(Given data)

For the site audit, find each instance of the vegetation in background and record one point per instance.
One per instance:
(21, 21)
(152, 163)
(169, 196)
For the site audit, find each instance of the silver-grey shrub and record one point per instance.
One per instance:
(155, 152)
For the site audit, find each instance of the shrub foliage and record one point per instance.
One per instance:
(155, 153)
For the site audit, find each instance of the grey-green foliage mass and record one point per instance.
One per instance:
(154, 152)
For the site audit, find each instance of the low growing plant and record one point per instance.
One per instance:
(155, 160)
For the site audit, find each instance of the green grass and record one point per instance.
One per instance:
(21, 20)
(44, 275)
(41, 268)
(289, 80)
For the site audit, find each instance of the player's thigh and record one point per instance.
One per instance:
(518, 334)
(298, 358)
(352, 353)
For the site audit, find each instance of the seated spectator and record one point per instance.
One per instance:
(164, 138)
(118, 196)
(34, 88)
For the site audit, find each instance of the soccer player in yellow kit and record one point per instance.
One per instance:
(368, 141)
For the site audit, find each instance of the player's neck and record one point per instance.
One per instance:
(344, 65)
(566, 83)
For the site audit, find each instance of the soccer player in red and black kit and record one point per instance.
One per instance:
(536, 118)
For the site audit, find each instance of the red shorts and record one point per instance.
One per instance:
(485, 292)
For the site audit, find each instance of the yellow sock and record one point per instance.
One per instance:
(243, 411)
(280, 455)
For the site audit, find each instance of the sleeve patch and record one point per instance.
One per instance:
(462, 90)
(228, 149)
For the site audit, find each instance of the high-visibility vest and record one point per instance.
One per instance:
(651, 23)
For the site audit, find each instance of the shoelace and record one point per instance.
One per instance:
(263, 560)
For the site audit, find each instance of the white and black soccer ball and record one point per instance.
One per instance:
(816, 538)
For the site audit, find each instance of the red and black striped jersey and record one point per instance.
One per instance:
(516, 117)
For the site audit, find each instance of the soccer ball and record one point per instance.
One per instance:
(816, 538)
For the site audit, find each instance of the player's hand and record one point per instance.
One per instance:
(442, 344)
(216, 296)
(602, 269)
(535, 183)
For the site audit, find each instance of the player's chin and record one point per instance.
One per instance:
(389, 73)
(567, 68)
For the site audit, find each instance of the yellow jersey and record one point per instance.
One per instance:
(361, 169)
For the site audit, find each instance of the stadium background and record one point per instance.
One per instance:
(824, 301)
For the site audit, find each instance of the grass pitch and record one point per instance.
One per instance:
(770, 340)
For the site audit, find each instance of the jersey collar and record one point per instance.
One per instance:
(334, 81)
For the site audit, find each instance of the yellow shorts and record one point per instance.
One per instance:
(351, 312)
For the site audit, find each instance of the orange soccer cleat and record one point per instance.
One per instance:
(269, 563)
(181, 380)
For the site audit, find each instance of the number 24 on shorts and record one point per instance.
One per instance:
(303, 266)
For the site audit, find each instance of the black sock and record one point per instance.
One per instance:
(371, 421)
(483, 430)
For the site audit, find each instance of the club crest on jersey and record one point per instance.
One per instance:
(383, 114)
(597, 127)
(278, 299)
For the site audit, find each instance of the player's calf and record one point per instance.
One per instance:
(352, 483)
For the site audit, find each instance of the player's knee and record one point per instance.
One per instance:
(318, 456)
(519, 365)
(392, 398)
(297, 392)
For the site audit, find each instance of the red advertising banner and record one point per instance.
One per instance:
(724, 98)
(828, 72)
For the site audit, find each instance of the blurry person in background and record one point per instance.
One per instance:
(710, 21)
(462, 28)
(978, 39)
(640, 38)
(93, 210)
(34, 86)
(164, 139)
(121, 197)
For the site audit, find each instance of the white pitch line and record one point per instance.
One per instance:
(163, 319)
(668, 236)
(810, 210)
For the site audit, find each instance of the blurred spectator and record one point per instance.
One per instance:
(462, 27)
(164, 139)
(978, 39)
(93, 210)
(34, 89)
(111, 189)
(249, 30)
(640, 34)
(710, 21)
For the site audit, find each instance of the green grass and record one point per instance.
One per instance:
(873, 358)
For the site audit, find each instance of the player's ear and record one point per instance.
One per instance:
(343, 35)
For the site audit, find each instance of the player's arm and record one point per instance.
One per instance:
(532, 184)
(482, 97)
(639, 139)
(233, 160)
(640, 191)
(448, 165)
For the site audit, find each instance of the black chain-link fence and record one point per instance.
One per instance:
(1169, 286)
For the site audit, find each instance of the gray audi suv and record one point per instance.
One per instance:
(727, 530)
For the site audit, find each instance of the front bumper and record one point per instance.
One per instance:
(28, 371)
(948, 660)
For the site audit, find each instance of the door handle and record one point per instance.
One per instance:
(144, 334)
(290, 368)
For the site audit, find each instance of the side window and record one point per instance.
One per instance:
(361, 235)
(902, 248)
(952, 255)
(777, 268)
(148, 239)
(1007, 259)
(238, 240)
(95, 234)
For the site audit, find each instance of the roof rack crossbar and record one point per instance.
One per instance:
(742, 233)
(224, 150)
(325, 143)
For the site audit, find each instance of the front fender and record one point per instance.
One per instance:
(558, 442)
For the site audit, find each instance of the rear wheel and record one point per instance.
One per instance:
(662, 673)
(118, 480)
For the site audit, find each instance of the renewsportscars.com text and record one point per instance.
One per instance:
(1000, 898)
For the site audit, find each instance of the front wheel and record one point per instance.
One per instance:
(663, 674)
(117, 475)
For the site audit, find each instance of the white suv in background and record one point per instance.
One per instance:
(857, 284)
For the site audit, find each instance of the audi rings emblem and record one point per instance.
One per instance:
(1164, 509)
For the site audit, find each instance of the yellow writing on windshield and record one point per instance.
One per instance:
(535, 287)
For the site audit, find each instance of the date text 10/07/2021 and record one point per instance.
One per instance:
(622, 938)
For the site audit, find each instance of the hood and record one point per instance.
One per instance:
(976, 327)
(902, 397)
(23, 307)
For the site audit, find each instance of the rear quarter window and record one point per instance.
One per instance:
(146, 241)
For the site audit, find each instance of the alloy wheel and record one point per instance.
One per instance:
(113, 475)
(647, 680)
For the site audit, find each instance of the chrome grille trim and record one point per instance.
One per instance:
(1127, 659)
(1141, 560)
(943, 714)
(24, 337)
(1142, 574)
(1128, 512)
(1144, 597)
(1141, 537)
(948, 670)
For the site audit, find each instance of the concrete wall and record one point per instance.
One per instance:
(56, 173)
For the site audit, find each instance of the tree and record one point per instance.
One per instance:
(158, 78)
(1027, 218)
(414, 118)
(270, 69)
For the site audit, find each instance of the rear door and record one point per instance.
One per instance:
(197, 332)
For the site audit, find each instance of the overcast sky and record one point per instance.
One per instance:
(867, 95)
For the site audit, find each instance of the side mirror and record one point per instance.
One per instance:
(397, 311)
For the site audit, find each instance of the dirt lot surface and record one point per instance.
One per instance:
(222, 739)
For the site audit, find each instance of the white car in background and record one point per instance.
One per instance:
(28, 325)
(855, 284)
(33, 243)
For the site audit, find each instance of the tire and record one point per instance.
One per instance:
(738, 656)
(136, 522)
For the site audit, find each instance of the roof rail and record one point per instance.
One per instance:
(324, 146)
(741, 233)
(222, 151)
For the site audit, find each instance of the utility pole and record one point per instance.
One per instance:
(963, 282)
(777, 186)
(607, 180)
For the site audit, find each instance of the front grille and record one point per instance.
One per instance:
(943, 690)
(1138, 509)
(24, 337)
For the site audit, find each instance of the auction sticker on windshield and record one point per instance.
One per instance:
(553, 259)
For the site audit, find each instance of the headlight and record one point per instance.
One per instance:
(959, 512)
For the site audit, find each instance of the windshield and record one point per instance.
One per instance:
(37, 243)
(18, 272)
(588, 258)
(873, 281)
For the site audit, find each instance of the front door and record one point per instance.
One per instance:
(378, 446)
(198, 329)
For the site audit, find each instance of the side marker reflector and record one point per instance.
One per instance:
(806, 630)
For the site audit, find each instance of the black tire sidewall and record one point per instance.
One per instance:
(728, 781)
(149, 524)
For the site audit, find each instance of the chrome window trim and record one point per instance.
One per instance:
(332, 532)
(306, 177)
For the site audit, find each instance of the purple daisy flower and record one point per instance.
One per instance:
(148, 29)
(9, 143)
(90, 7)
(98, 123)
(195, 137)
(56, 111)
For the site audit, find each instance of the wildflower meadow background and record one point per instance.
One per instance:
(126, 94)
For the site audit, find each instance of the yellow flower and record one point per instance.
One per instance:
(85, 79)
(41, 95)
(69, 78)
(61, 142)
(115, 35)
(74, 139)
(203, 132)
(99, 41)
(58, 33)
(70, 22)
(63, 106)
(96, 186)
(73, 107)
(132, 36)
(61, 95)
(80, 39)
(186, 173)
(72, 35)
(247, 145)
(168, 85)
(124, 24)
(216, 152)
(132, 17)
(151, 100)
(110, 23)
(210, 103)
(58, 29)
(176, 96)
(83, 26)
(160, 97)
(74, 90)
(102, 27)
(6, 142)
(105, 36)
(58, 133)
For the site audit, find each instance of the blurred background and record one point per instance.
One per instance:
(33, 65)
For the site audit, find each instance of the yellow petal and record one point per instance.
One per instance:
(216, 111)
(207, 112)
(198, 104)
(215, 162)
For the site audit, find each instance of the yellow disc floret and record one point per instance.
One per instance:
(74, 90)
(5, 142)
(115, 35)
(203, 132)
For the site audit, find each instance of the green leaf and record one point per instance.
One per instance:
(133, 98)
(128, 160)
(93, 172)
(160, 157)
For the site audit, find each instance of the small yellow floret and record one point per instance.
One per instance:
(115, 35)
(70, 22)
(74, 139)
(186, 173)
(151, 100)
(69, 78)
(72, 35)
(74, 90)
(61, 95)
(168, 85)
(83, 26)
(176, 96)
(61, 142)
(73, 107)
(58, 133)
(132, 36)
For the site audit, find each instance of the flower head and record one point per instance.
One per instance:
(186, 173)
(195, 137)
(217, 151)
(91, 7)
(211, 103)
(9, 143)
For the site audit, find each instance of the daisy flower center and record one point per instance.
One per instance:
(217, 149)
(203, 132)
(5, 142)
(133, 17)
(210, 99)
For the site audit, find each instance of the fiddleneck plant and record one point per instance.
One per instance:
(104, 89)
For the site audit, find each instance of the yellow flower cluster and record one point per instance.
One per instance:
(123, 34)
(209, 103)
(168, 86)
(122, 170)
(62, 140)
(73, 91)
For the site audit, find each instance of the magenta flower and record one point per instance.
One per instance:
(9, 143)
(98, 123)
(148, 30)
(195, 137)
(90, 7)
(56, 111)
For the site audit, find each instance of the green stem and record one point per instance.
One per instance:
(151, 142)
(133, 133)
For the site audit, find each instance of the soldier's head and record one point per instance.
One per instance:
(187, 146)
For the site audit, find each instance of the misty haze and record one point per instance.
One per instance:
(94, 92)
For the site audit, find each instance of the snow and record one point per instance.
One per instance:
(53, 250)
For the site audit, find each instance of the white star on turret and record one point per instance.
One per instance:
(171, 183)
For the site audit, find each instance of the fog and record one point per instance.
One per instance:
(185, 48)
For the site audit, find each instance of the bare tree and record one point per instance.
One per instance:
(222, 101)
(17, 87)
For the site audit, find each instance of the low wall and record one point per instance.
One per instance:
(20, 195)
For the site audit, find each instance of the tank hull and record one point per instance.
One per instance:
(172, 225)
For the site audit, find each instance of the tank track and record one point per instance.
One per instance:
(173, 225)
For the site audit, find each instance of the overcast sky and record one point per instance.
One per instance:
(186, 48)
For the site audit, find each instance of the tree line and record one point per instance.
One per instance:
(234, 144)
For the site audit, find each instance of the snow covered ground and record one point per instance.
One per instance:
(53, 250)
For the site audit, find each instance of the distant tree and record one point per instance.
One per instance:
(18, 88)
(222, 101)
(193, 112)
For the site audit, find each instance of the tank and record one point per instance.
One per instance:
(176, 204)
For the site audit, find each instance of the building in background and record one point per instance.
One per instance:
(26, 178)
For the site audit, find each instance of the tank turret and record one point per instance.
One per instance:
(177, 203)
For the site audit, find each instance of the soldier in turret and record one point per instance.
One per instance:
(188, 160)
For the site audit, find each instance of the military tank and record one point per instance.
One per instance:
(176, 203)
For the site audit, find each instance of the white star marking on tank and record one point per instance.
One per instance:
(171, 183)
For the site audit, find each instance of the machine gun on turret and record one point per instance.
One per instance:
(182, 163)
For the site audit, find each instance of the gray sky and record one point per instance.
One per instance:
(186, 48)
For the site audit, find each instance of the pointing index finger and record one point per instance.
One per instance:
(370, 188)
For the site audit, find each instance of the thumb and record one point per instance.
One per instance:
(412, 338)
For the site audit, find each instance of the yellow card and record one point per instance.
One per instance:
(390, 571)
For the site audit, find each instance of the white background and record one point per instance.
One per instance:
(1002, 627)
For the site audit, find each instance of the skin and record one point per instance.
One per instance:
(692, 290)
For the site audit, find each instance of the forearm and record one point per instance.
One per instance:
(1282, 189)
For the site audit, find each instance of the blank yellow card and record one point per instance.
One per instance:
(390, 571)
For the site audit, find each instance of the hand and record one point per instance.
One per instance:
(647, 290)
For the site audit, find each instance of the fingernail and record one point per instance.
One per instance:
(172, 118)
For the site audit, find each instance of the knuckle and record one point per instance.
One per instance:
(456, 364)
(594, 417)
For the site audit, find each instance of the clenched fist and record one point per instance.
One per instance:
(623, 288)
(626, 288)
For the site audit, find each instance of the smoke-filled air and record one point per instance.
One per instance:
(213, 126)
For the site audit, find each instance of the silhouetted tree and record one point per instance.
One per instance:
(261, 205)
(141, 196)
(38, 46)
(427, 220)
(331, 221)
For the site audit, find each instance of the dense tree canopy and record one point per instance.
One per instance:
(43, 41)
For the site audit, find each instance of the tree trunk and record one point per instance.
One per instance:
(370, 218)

(End Given data)

■ **Problem to work on**
For this exercise, output exactly the lines above from the line with "For the site audit, find each instance of the concrete" to the line with "For the site audit, find each instance of the side marker", counting both, and leave out the rest.

■ **Response**
For the site audit, find each instance of the concrete wall and record one point per instance.
One per instance:
(56, 173)
For the site audit, find each instance of the tree and record one point per instance.
One per instance:
(158, 78)
(1027, 218)
(414, 118)
(270, 69)
For the site audit, find each instance of the rear door and record one point per instance.
One per instance:
(197, 332)
For the site audit, find each instance of the overcast sky and record one point per instance.
One per instance:
(867, 95)
For the site audit, find each instance of the side mirror and record one point per instance.
One per instance:
(397, 311)
For the site audit, find each instance of the dirt lot surface and record one point per instance.
One per instance:
(222, 739)
For the site audit, find each instance of the white car in background and record one point per instance.
One per instance:
(28, 325)
(855, 284)
(33, 243)
For the site audit, find each instance of the tire and record one point per instance.
One per instance:
(738, 656)
(136, 522)
For the site audit, find each instance of the roof rail and record one point per instance.
One per instance:
(324, 146)
(741, 233)
(222, 151)
For the site audit, find each instance of the utility pole and record one point per instance.
One per instance:
(963, 282)
(777, 186)
(607, 180)
For the site audit, find each instance of the front grille and record one point per instance.
One per instance:
(943, 690)
(1138, 509)
(24, 337)
For the site audit, find each instance of the auction sticker on windshield and record one point per instance.
One per instance:
(553, 259)
For the site audit, find each instance of the headlight and record one point per instance.
One per instance:
(959, 512)
For the site audit, find each instance of the windshield and record one point per instance.
One per instance:
(37, 243)
(18, 272)
(588, 258)
(873, 281)
For the site audit, find each instance of the front door and record one point per instance.
One per instance:
(378, 446)
(198, 329)
For the site audit, find each instance of the side marker reflector and record one point per instance.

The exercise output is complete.